Exactly as shown below, retype every line of the data.

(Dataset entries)
··········
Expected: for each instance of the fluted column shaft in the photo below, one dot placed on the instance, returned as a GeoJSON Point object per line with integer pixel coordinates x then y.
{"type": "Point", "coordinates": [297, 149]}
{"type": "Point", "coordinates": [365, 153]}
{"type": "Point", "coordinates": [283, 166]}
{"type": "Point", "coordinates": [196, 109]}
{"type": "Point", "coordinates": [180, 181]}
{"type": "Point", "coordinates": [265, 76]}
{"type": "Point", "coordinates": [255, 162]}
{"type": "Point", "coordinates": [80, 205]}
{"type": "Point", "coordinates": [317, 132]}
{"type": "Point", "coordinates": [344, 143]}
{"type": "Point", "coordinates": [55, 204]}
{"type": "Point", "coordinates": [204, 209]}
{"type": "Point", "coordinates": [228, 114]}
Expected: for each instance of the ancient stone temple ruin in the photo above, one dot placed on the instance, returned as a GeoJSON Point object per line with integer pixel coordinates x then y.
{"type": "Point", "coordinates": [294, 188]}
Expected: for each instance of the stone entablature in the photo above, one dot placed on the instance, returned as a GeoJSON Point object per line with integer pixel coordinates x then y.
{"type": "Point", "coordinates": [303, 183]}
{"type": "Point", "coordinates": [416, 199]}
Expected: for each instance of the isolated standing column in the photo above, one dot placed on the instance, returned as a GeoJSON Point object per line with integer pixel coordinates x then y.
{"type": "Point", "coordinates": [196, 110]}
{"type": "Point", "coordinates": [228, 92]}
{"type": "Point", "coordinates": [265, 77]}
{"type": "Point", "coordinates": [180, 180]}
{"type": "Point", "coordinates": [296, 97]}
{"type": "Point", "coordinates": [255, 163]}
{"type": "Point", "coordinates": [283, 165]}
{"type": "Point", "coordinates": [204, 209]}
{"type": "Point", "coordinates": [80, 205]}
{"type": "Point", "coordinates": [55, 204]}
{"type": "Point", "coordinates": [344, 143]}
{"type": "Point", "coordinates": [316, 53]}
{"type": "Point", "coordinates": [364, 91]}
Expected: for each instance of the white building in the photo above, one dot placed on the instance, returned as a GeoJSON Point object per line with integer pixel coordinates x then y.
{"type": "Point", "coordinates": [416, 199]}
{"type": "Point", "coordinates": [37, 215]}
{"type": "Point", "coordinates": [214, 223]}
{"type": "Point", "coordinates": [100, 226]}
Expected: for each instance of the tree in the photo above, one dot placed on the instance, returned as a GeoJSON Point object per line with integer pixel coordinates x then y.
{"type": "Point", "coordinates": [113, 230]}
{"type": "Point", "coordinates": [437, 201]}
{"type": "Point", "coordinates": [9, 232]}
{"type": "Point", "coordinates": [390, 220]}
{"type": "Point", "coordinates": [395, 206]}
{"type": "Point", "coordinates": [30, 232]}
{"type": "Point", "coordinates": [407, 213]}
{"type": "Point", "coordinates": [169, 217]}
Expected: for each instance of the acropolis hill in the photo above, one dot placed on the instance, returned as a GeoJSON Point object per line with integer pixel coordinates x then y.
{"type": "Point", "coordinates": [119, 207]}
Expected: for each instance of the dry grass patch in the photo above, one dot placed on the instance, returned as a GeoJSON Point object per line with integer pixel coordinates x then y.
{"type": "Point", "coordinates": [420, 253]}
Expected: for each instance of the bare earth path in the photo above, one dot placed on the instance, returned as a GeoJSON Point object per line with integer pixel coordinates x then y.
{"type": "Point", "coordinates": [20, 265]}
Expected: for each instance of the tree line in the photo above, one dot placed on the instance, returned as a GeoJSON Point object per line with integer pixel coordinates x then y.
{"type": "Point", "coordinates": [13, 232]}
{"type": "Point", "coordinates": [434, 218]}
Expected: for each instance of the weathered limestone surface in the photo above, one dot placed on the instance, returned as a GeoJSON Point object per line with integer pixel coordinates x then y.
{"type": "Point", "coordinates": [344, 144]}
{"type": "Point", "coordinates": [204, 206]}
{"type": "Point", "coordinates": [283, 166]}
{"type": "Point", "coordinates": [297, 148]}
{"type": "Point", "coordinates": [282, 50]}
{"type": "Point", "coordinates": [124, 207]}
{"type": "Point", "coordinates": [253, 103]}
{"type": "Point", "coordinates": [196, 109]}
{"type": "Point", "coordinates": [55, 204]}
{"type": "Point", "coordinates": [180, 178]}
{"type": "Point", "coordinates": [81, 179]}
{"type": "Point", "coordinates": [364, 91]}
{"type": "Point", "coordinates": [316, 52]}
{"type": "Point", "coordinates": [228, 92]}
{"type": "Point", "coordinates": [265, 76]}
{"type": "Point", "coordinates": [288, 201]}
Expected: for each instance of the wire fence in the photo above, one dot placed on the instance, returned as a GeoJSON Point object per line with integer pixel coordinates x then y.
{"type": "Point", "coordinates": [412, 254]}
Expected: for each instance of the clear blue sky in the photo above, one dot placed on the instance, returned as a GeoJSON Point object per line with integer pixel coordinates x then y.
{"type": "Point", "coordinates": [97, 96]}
··········
§ **Task solution**:
Expected: for each instance of the fluted column shaft in the photo below, one dot placed on the instance, returned as a GeoJSON Point object per line with integer pixel coordinates x then y.
{"type": "Point", "coordinates": [297, 149]}
{"type": "Point", "coordinates": [365, 153]}
{"type": "Point", "coordinates": [283, 166]}
{"type": "Point", "coordinates": [196, 109]}
{"type": "Point", "coordinates": [180, 181]}
{"type": "Point", "coordinates": [265, 76]}
{"type": "Point", "coordinates": [255, 162]}
{"type": "Point", "coordinates": [80, 205]}
{"type": "Point", "coordinates": [317, 132]}
{"type": "Point", "coordinates": [344, 143]}
{"type": "Point", "coordinates": [55, 204]}
{"type": "Point", "coordinates": [204, 209]}
{"type": "Point", "coordinates": [228, 114]}
Expected: for each instance of the ancient stone temple ruin in the photo above, one dot placed on the instance, returned as a GeoJSON Point object per line with integer pixel coordinates x then y.
{"type": "Point", "coordinates": [294, 188]}
Expected: for each instance of the stone entablature in the photo above, one dot placed on the instance, returned as a GeoJSON Point object per line with integer pixel coordinates x then y.
{"type": "Point", "coordinates": [303, 183]}
{"type": "Point", "coordinates": [416, 199]}
Expected: for each instance of the isolated standing column in the photo above, one dot placed on the instance, returned as a GeoJSON Point object per line with integer pixel coordinates x then y.
{"type": "Point", "coordinates": [196, 110]}
{"type": "Point", "coordinates": [228, 92]}
{"type": "Point", "coordinates": [265, 77]}
{"type": "Point", "coordinates": [180, 180]}
{"type": "Point", "coordinates": [296, 97]}
{"type": "Point", "coordinates": [255, 163]}
{"type": "Point", "coordinates": [283, 165]}
{"type": "Point", "coordinates": [204, 209]}
{"type": "Point", "coordinates": [80, 205]}
{"type": "Point", "coordinates": [55, 204]}
{"type": "Point", "coordinates": [344, 143]}
{"type": "Point", "coordinates": [316, 53]}
{"type": "Point", "coordinates": [364, 91]}
Expected: for each instance of the white building in the photo above, one dot placed on the instance, returned as a GeoJSON Point object per line with integer pixel coordinates x then y.
{"type": "Point", "coordinates": [416, 199]}
{"type": "Point", "coordinates": [37, 215]}
{"type": "Point", "coordinates": [214, 223]}
{"type": "Point", "coordinates": [100, 226]}
Expected: for each instance of the tree in the photo above, one dot placed on the instance, returned as a GeoJSON Point object per line with integer pixel coordinates x then y.
{"type": "Point", "coordinates": [113, 230]}
{"type": "Point", "coordinates": [437, 201]}
{"type": "Point", "coordinates": [9, 232]}
{"type": "Point", "coordinates": [390, 220]}
{"type": "Point", "coordinates": [395, 206]}
{"type": "Point", "coordinates": [30, 232]}
{"type": "Point", "coordinates": [407, 213]}
{"type": "Point", "coordinates": [169, 217]}
Expected: for each instance of the acropolis hill in the photo above, one dot placed on the instance, returned as a GeoJSON Point object per line with integer pixel coordinates x then y.
{"type": "Point", "coordinates": [119, 207]}
Expected: for each instance of the dry grass patch in the photo above, one dot placed on the instance, returned as a GeoJSON Point object per line with integer pixel coordinates x then y.
{"type": "Point", "coordinates": [420, 253]}
Expected: for each instance of the bare earth path in the photo above, one dot placed on the instance, returned as a GeoJSON Point object per line with integer pixel coordinates x then y.
{"type": "Point", "coordinates": [20, 265]}
Expected: for each instance of the tree line in the photo above, one dot placed on the instance, returned as a GeoJSON Point object per line with integer pixel coordinates x then y.
{"type": "Point", "coordinates": [13, 232]}
{"type": "Point", "coordinates": [434, 218]}
Expected: for each instance of the weathered limestone surface in the photo above, one dot placed on the instance, returned as a GeoJSON Point object per line with integer pixel coordinates x then y.
{"type": "Point", "coordinates": [344, 144]}
{"type": "Point", "coordinates": [204, 206]}
{"type": "Point", "coordinates": [283, 166]}
{"type": "Point", "coordinates": [297, 148]}
{"type": "Point", "coordinates": [282, 50]}
{"type": "Point", "coordinates": [124, 207]}
{"type": "Point", "coordinates": [253, 103]}
{"type": "Point", "coordinates": [196, 109]}
{"type": "Point", "coordinates": [55, 204]}
{"type": "Point", "coordinates": [180, 178]}
{"type": "Point", "coordinates": [81, 179]}
{"type": "Point", "coordinates": [364, 91]}
{"type": "Point", "coordinates": [316, 52]}
{"type": "Point", "coordinates": [228, 92]}
{"type": "Point", "coordinates": [265, 76]}
{"type": "Point", "coordinates": [288, 201]}
Expected: for each instance of the wire fence in the photo above, one dot placed on the instance, returned as a GeoJSON Point object per line with integer pixel coordinates x then y.
{"type": "Point", "coordinates": [412, 254]}
Expected: for each instance of the clear blue sky in the photo above, one dot placed on the instance, returned as a GeoJSON Point object per line with integer pixel coordinates x then y.
{"type": "Point", "coordinates": [97, 96]}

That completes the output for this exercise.